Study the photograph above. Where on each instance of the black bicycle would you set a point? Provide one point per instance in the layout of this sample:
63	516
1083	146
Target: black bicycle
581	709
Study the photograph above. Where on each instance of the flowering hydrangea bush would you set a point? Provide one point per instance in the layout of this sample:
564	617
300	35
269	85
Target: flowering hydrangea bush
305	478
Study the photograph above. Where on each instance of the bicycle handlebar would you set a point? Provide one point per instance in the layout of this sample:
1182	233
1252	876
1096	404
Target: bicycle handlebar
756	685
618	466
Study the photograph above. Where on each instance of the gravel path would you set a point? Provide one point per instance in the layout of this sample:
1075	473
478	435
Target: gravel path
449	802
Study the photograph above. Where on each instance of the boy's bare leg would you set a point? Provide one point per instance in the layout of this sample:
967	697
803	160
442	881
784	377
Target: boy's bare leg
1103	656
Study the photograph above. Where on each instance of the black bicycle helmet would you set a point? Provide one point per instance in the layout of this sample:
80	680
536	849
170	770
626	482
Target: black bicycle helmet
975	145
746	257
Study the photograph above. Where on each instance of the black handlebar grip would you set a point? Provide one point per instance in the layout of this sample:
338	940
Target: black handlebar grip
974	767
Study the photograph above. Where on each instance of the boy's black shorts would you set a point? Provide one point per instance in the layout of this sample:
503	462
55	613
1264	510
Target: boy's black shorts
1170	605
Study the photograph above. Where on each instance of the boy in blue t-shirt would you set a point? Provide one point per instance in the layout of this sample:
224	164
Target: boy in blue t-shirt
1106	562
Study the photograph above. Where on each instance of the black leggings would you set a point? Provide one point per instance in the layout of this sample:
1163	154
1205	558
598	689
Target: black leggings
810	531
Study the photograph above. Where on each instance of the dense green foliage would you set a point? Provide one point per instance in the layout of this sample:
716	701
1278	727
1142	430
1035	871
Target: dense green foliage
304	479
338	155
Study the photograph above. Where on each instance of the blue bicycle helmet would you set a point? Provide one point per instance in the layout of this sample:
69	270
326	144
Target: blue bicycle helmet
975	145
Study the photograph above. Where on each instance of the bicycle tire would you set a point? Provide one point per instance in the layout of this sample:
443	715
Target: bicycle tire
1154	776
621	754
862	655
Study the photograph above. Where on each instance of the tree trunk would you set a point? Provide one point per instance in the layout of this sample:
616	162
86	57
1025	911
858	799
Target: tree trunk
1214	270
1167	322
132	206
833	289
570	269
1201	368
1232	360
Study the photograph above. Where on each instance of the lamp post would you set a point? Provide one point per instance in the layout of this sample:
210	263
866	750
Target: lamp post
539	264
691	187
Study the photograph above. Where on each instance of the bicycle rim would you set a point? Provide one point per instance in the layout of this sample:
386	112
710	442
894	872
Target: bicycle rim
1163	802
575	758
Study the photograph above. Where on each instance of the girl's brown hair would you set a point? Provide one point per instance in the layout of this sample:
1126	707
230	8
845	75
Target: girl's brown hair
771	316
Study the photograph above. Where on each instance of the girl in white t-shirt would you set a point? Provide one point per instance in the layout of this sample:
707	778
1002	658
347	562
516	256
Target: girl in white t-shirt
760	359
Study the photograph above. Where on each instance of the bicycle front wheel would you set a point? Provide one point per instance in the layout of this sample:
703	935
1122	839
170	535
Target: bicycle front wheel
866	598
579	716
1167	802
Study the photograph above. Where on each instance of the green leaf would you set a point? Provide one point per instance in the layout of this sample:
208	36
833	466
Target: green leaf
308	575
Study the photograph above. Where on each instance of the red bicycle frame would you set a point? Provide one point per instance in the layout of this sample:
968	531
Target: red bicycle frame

§ Stated exercise
Please reproduce all of the lines above word for word, leaving nothing out and changing nothing.

§ Answer to this task
Study the photograph above. Where on each instance of the black bicycle would you set a point? Provide one point per instance in the layout of this sample:
63	516
1083	146
Target: black bicycle
581	709
Study the photograph above. Where on each instance of the flowering hydrangea bush would you set a point? Provide one point per instance in the layout of this sample:
564	617
300	35
269	85
Target: flowering hydrangea bush
305	478
Study the photograph above. Where on each instance of the bicycle handlebar would you set a point? Provide one point per instance in the layout of this sample:
1182	233
1252	876
1096	404
Target: bicycle handlebar
756	685
618	466
Study the photograph above. Where on each instance of the gravel path would you set a point? Provide one point per instance in the layout of this sample:
1075	473
478	435
Target: gravel path
449	802
Study the photograph above. Where on each instance of the boy's bare leg would you set a point? Provide one point per instance in the layout of this sample:
967	697
803	160
442	881
784	377
Target: boy's bare leg
1103	656
Study the photograph above. Where on each instance of the black bicycle helmet would you set a point? Provide one point per instance in the layout of this sample:
80	680
536	849
170	770
626	482
Target: black bicycle helmet
975	145
746	257
Study the photograph above. Where on each instance of the black handlebar grip would you set a point? Provide one point per instance in the layout of this sample:
338	940
Target: black handlebar grip
974	767
Study the photograph above. Where on each instance of the boy's black shorts would you set a point? Provide one point per instance in the layout of this sample:
503	462
55	613
1264	510
Target: boy's black shorts
1170	605
Study the photograph above. Where on each instance of the boy in blue t-shirt would you set a point? Provide one point per instance in the layout of this sample:
224	164
Target: boy in blue t-shirt
1106	562
Study the photograph above. Where on each instance of the black leggings would you set a point? Provide one point per instance in the layout of this sample:
1163	154
1205	558
598	689
Target: black leggings
810	531
Study the photograph above. Where on each instance of the dense green foliage would you set a point? Provide one point per instance in the layout of this sample:
716	701
1278	727
1142	430
1035	871
Target: dense green foliage
304	479
338	155
Study the photograph above. Where on each instance of the blue bicycle helmet would you set a point? Provide one point per instance in the layout of this sample:
69	270
326	144
Target: blue bicycle helmet
975	145
Study the photograph above. Where on each instance of the bicycle tire would you set a point? Provide one point per instance in the layout of this sample:
443	715
Target: bicycle tire
1154	776
621	754
862	655
Study the photograph above. Where on each instance of the tree trunk would you set a point? Provide one point per instance in the layout of this sample:
616	162
86	57
1025	911
858	799
Target: tree trunk
1214	270
1167	322
132	206
833	289
570	269
1201	368
1232	360
Study the photograph above. Where on each instance of the lamp post would you set a point? Provide one point per instance in the layout of this sample:
210	263
866	750
Target: lamp post
539	264
691	187
Study the photograph above. Where on each instance of the bicycle rim would you set a point? Provide one point per instance in the layout of this sample:
386	112
710	442
894	872
Target: bicycle rim
1163	802
575	758
Study the photograph above. Where on each instance of the girl's brown hair would you set a point? Provide one point per instance in the layout of this sample:
1126	707
230	8
845	75
Target: girl's brown hair
771	316
Study the photograph above. Where on each instance of the girl in white t-shirt would you set a point? Provide one point per instance in the layout of this sample:
707	778
1002	658
347	562
516	256
Target: girl in white t-shirt
760	359
Study the photograph above. Where on each instance of the bicycle front wheel would you set a point? Provide one point per instance in the layout of this sample:
703	935
1122	839
170	535
Target: bicycle front wheel
866	598
579	716
1167	802
Study the photograph above. Where on each instance of the green leaf would you set a point? Provide one point per instance in the layout of this sample:
208	36
833	466
Target: green leaf
308	575
Study the photograph above. Where on each instance of the red bicycle frame would you set a point? Provide one point per instance in the layout of this sample:
968	531
Target: red bicycle frame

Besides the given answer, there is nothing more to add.